**EXERCISE INSTRUCTIONS**
In the records below, some lines contain the word "teal". Copy each of them.

------------------------------------------------------------

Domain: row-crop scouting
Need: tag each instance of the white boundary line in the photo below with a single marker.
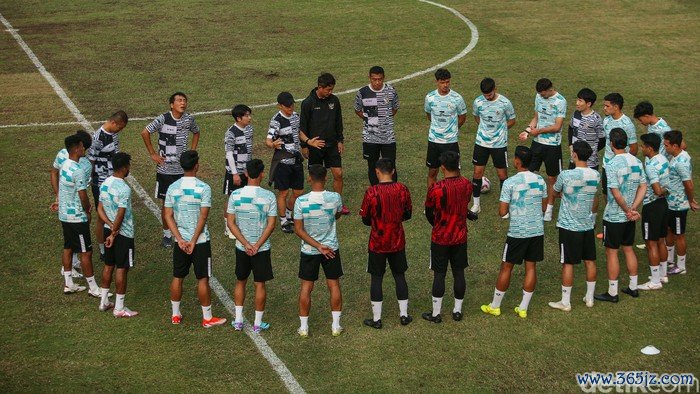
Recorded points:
(464, 52)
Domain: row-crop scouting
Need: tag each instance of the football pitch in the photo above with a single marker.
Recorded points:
(107, 56)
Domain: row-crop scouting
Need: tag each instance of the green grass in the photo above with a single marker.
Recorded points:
(111, 55)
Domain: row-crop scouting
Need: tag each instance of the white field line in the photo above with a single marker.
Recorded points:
(280, 368)
(472, 43)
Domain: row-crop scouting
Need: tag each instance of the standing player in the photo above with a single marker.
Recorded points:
(321, 129)
(446, 208)
(577, 188)
(627, 186)
(545, 127)
(115, 210)
(446, 112)
(251, 219)
(385, 206)
(376, 104)
(524, 198)
(173, 130)
(495, 115)
(286, 170)
(187, 204)
(315, 214)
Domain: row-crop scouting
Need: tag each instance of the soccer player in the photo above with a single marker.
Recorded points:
(446, 208)
(384, 208)
(654, 209)
(376, 104)
(315, 215)
(286, 170)
(627, 187)
(321, 130)
(545, 127)
(115, 210)
(173, 130)
(187, 203)
(495, 115)
(577, 188)
(523, 198)
(251, 219)
(446, 112)
(680, 199)
(105, 143)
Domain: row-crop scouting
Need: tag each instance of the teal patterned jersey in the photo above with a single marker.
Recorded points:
(681, 170)
(578, 189)
(317, 210)
(186, 197)
(625, 173)
(548, 110)
(524, 193)
(115, 194)
(252, 205)
(493, 118)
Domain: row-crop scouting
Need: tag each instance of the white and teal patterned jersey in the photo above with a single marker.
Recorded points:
(524, 193)
(252, 205)
(657, 170)
(187, 196)
(115, 194)
(493, 121)
(681, 170)
(548, 110)
(578, 189)
(625, 173)
(625, 123)
(444, 112)
(71, 179)
(318, 210)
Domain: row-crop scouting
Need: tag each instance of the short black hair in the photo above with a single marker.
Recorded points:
(615, 99)
(543, 84)
(325, 80)
(582, 149)
(652, 140)
(643, 108)
(317, 172)
(189, 159)
(587, 95)
(442, 74)
(618, 138)
(240, 110)
(487, 85)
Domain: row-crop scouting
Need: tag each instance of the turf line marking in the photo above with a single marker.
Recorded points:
(285, 375)
(472, 43)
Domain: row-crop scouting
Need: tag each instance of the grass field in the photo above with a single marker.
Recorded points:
(108, 56)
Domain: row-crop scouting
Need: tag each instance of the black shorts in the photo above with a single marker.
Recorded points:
(260, 264)
(200, 259)
(289, 176)
(229, 187)
(498, 155)
(121, 253)
(654, 220)
(575, 246)
(328, 156)
(676, 221)
(309, 266)
(432, 159)
(518, 250)
(163, 182)
(376, 262)
(617, 234)
(76, 237)
(550, 155)
(442, 255)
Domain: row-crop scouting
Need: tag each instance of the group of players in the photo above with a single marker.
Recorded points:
(663, 187)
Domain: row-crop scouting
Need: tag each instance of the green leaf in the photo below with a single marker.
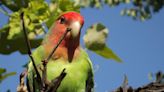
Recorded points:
(95, 40)
(108, 54)
(4, 75)
(8, 46)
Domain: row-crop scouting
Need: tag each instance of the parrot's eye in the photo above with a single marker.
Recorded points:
(62, 20)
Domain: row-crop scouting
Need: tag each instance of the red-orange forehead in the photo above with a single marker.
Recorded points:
(74, 16)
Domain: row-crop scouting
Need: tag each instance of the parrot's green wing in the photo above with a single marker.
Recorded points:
(79, 77)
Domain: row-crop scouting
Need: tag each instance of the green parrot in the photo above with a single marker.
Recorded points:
(68, 55)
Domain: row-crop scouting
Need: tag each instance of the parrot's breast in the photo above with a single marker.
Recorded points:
(77, 73)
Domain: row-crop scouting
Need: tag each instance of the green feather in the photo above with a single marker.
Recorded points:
(79, 71)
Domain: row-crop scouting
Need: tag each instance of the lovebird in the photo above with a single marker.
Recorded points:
(68, 55)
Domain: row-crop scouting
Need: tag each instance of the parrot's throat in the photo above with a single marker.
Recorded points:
(68, 49)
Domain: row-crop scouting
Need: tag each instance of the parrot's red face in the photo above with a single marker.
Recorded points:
(69, 47)
(72, 20)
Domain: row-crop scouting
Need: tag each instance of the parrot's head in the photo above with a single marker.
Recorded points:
(69, 46)
(73, 21)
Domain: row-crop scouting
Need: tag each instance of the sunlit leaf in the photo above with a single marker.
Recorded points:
(4, 75)
(95, 40)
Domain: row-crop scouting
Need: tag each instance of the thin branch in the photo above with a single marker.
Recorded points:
(22, 87)
(56, 82)
(3, 10)
(29, 48)
(44, 74)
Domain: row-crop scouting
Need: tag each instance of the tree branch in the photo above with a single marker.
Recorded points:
(29, 49)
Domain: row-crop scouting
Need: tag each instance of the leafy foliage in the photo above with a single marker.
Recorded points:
(141, 9)
(4, 75)
(95, 40)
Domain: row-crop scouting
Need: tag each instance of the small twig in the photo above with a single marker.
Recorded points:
(44, 74)
(29, 49)
(56, 82)
(3, 10)
(22, 87)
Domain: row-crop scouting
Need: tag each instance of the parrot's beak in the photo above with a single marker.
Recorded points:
(75, 26)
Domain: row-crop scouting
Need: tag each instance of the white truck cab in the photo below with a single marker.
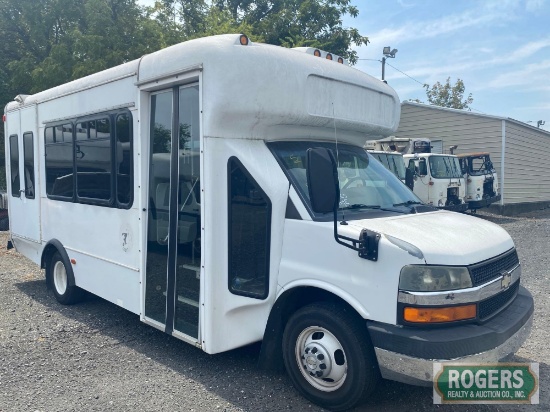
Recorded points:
(481, 179)
(438, 180)
(219, 189)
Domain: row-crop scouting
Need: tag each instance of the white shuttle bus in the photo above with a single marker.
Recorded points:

------------------------------------------------------------

**ANSWER SECTION**
Need: tag each instance of the teal patterned jersey in the photo above with a single marker.
Need: tag each instance of the white and teal patterned jersey in the photo above with a single marker.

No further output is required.